第1形態によれば、第1保持部材と基板を露出させる開口を備えた第2保持部材とを有する基板ホルダを洗浄する洗浄装置が提供される。この洗浄装置は、前記基板ホルダを収容するように構成される洗浄槽と、前記第2保持部材を前記第1保持部材から離間させるように構成されるアクチュエータと、前記洗浄槽に収容された前記基板ホルダに対して洗浄液を吐出するように構成される洗浄ノズルと、を有し、前記洗浄ノズルは、前記第2保持部材の前記開口を通過するように構成される。
【0098】
第2形態によれば、第1形態の洗浄装置において、前記洗浄ノズルは、前記アクチュエータが前記第2保持部材を前記第1保持部材から離間させたとき、前記第2保持部材の前記開口を通過して、前記第1保持部材と前記第2保持部材の間に配置されるように構成される。
【0099】
第3形態によれば、第1形態又は第2形態の洗浄装置において、前記第2保持部材を保持するように構成される保持機構を有し、前記アクチュエータは、前記第2保持部材を保持した前記保持機構を前記第1保持部材に対して近接及び離間させるように構成される。
【0100】
第4形態によれば、第1形態から第3形態のいずれかの洗浄装置において、前記洗浄ノズルは、前記第1保持部材に洗浄液を吐出する第1洗浄ノズルと、前記第2保持部材に洗浄液を吐出する第2洗浄ノズルと、を含む。
【0101】
第5形態によれば、第1形態から第4形態のいずれかの洗浄装置において、前記洗浄槽に収容された前記基板ホルダに対して気体を吹き付けるように構成される乾燥ノズルを有する。
【0102】
第6形態によれば、第5形態の洗浄装置において、前記乾燥ノズルは、前記第1保持部材に気体を吹き付ける第1乾燥ノズルと、前記第2保持部材に気体を吹き付ける第2乾燥ノズルと、を含む。
【0103】
第7形態によれば、第1形態から第6形態のいずれかの洗浄装置において、前記洗浄ノ
ズルが固定されたノズルプレートと、前記ノズルプレートを回転させるように構成されるモータと、を有する。
【0104】
第8形態によれば、第5形態又は第6形態に従属する第7形態の洗浄装置において、前記乾燥ノズルは、前記ノズルプレートに固定される。

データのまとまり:
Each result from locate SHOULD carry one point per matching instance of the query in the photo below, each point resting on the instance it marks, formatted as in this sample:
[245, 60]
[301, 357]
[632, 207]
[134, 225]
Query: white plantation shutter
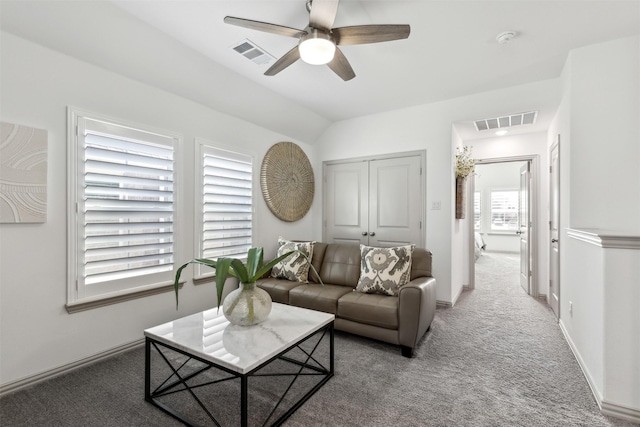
[227, 203]
[504, 210]
[125, 207]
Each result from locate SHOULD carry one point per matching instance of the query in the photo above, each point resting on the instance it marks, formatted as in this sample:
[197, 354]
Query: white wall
[37, 334]
[430, 127]
[497, 176]
[599, 125]
[605, 129]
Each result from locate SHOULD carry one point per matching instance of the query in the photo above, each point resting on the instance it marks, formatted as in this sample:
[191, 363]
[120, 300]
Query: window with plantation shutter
[504, 210]
[123, 182]
[227, 204]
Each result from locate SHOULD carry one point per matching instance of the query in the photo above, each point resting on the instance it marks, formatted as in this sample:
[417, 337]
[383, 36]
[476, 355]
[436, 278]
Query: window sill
[201, 280]
[118, 297]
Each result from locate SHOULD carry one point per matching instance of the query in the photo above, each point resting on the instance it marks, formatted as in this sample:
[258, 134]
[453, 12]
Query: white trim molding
[606, 238]
[43, 376]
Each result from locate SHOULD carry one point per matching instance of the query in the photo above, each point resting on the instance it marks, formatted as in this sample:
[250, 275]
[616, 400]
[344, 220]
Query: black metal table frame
[170, 388]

課題一覧:
**A)** 基板ホルダ洗浄装置の文章によると、第6形態の乾燥ノズルは何を含みますか？
**B)** 基板ホルダ洗浄装置の文章を、最後の文の後から続けて書いてください。
これらの行は、本文とは別個の資料です。

課題の結果:
**A)** 第1保持部材に気体を吹き付ける第1乾燥ノズルと、第2保持部材に気体を吹き付ける第2乾燥ノズルです。

**B)**
【0105】
第9形態によれば、めっき装置が提供される。このめっき装置は、第1形態から第8形態のいずれかの洗浄装置と、めっき液を収容するように構成されるめっき槽と、を有する。
【0106】
第10形態によれば、第9形態のめっき装置において、前記基板ホルダを搬送するように構成される搬送装置と、前記基板ホルダを保管するように構成されるストッカと、前記搬送装置を制御する制御装置と、を有し、前記制御装置は、前記洗浄装置で洗浄された基板ホルダを前記ストッカに搬送するように前記搬送装置を制御する。
【0107】
第11形態によれば、第1保持部材と基板を露出させる開口を備えた第2保持部材とを有する基板ホルダを洗浄する洗浄方法が提供される。この洗浄方法は、前記基板ホルダを洗浄槽に収容する工程と、前記第2保持部材を前記第1保持部材から離間させる工程と、洗浄ノズルが前記開口を通過する工程と、前記第1保持部材と前記第2保持部材との間に前記洗浄ノズルが配置された状態で、前記洗浄ノズルから前記基板ホルダに対して洗浄液を吐出する工程とを有する。
【0108】
第12形態によれば、第11形態の洗浄方法において、前記洗浄ノズルが前記開口を通過する工程は、前記第2保持部材が前記第1保持部材から離間したときに、前記洗浄ノズルが前記開口を通過して、前記第1保持部材と前記第2保持部材との間に配置する工程を含む。
【0109】
第13形態によれば、第11形態又は第12形態の洗浄方法において、前記洗浄液を吐出する工程は、前記基板ホルダの接点及びシール部材に洗浄液を吐出することを含む。
【0110】
第14形態によれば、第11形態から第13形態のいずれかの洗浄方法において、前記基板ホルダに対して気体を吹き付けて乾燥させる工程を有する。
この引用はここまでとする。